**SOURCE DOCUMENT**
↓

Crème Egg Rocky Road
Try this festive rocky road recipe for an Easter treat.
Print Pin RateCourse: Traybake
Cuisine: British
Keyword: Cadbury's, Easter
Prep Time: 30 minutes minutes
Setting time:: 2 hours hours
Total Time: 2 hours hours 30 minutes minutes
Servings: 9
Ingredients
- 140 g Butter
- 100 g Milk chocolate
- 100 g Dark chocolate 70%
- 3 tbsps Golden syrup
- 150 g Digestives broken up
- 60 g Mini marshmallows
- 200 g Mini creme eggs
For the topping:
- 100 g White chocolate
- Yellow food colouring
- 5 Creme eggs standard sized
- 1 tsp Sunflower or vegetable oil
Instructions
- Melt the butter, dark chocolate, milk chocolate and golden syrup in a heat proof bowl over a pan of simmering water.

↑

**EXCERPTED DATA**
↓

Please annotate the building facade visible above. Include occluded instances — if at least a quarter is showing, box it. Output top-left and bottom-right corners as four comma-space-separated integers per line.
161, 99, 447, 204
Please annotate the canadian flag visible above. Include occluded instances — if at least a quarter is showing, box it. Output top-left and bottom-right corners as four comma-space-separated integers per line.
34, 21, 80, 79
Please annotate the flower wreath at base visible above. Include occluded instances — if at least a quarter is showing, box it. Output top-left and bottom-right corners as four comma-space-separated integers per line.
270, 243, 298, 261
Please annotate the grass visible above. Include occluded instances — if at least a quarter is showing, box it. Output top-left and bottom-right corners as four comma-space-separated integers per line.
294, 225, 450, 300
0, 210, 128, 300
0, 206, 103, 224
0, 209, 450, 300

↑

**AIM A**
In the Crème Egg rocky road recipe, how much golden syrup goes in?
**AIM B**
Pick up the Crème Egg rocky road recipe after its melting step and write the rest of the instructions.

**EXERCISE ANSWER A**
3 tablespoons.

**EXERCISE ANSWER B**
- Once it is fully melted set it aside to cool for about ten minutes. It is important to cool it so the mini creme eggs do not melt.
- Once cooled, add the digestive biscuits, mini marshmallows and mini creme eggs.
- Mix it well until it is all combined. Transfer the mix into a 20 cm baking tin that has been lined with baking paper.
- Press it into the edges, but keep in mind you don't need to press it firmly.
- Melt the white chocolate in a heat proof bowl over a pan of simmering water.
- Drizzle half of it over the rocky road. Add yellow food colouring to the remaining white chocolate. If the chocolate seizes, add a tsp of oil and mix well to loosen it.
- Cut the standard sized creme eggs in half, you will need a sharp knife for these to stop them from breaking.
- Press them firmly into the rocky road.
- Chill it in the fridge for at least 2 hours. Then cut it into portions and serve.
- Enjoy!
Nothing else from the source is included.